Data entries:
-=-=-=-=-

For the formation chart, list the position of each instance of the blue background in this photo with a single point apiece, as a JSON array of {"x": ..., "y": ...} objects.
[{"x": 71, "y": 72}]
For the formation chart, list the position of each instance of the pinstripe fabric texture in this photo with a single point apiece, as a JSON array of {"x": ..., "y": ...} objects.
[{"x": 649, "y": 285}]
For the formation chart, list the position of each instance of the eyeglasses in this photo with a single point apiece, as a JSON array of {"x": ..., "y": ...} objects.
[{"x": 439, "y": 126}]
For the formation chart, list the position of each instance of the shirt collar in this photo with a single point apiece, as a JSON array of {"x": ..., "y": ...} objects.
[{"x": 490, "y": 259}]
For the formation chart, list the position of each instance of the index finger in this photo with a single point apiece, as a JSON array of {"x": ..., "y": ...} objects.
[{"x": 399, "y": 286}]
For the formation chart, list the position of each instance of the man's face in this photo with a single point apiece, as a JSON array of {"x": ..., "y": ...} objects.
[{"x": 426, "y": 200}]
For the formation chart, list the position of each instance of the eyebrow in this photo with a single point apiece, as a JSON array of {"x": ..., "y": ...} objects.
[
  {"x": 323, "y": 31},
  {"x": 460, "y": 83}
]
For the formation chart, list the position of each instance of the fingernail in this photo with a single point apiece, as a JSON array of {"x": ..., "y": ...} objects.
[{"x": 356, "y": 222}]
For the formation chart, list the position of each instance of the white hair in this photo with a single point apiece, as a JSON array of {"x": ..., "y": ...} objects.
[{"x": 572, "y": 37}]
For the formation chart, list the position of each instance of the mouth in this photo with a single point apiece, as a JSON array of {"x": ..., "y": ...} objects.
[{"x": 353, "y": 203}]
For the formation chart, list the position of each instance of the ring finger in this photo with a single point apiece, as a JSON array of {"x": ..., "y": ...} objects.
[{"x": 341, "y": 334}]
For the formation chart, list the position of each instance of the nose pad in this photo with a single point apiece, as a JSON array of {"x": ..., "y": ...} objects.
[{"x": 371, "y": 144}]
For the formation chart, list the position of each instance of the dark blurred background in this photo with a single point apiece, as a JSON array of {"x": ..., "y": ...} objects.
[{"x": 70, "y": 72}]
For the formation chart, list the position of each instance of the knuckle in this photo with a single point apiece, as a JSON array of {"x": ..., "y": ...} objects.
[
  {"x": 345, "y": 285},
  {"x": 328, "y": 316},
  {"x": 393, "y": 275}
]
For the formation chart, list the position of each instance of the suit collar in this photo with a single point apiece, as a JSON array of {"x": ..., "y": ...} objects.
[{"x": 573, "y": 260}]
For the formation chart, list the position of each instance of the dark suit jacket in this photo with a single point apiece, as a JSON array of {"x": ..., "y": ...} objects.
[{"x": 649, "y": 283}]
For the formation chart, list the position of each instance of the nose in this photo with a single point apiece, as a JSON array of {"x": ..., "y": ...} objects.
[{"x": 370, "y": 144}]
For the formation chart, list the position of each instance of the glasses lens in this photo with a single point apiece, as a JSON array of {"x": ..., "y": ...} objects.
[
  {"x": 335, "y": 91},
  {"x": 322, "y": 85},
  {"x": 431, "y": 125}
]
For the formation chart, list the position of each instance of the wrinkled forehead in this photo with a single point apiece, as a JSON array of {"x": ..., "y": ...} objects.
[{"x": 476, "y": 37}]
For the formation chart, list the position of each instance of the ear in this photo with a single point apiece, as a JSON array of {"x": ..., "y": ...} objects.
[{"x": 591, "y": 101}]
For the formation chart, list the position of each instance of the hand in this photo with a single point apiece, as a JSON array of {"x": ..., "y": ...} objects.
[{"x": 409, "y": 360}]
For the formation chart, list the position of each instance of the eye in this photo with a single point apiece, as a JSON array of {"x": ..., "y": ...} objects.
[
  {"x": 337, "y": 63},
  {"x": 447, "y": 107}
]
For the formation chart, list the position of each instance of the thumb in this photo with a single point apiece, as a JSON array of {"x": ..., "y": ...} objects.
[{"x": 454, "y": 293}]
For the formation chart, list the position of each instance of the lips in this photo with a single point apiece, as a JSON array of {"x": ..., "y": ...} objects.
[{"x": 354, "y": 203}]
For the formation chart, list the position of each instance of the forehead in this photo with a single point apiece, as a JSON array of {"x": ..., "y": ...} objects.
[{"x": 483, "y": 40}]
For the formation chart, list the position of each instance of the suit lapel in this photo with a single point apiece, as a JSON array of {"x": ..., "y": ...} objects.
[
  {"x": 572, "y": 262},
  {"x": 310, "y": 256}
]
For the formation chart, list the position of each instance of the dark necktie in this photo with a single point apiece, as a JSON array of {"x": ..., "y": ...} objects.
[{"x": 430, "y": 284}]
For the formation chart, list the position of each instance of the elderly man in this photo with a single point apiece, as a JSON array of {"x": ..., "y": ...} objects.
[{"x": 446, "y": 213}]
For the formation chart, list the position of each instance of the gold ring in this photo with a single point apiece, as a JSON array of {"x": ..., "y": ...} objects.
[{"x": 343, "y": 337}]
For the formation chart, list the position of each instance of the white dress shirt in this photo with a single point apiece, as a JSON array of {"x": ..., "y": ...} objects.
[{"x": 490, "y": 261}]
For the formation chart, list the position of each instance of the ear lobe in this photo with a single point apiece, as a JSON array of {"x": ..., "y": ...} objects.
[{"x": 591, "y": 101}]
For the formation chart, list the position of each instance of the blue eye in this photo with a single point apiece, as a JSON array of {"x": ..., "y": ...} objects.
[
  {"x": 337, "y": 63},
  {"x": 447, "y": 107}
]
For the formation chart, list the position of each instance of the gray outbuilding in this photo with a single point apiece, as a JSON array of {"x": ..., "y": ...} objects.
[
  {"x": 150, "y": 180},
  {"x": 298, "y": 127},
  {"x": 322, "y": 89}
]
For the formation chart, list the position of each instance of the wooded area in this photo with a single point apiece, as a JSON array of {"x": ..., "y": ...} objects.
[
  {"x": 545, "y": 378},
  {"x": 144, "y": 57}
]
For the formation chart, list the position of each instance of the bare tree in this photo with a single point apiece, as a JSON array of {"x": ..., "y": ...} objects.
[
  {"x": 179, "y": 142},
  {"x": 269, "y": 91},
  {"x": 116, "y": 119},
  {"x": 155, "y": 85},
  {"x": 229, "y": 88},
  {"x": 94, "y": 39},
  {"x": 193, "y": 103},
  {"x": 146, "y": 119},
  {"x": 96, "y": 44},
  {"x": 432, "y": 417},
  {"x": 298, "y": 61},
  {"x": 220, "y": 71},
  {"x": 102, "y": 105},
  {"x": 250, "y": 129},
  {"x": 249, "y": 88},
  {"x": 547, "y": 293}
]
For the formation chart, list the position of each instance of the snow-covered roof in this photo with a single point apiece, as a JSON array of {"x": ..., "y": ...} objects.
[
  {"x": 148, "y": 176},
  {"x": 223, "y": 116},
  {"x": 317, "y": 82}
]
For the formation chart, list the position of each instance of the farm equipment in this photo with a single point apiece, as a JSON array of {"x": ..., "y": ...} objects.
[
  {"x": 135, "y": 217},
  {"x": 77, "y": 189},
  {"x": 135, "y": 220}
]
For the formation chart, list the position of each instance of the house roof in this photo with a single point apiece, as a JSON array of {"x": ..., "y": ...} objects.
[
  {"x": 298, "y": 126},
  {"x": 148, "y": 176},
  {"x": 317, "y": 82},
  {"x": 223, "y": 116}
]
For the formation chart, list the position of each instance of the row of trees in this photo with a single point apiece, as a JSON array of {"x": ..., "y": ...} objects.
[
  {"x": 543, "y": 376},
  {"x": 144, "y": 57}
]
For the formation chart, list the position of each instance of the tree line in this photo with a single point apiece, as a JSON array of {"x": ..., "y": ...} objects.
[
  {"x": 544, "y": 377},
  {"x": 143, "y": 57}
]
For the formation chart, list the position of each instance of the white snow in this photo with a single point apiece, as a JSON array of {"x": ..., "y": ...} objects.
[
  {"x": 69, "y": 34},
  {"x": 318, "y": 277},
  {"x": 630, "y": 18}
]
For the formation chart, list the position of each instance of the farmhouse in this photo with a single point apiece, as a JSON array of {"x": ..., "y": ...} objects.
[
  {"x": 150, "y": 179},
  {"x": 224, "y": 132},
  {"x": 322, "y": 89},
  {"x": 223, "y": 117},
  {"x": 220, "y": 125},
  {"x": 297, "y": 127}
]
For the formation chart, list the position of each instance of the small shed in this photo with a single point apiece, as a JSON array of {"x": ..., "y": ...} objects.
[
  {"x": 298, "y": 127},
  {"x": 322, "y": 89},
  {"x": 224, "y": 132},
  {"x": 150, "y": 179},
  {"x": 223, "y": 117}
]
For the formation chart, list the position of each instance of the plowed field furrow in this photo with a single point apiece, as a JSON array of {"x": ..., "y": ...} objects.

-=-=-=-=-

_Instructions for the task:_ The answer is to be the lines from the one holding "of the small" through the end of the data above, transcribed character for character, both ends included.

_Solution for this task:_
For the formation chart, list the position of each instance of the small shed in this photo with a single point apiece, as a JSON array of {"x": ..., "y": ...} objects.
[
  {"x": 298, "y": 127},
  {"x": 322, "y": 89},
  {"x": 224, "y": 132},
  {"x": 150, "y": 179},
  {"x": 223, "y": 117}
]
For the formation chart, list the position of each instance of the plowed field furrow in this photo with a single point apiece, as a JSON array of {"x": ..., "y": ...} objects.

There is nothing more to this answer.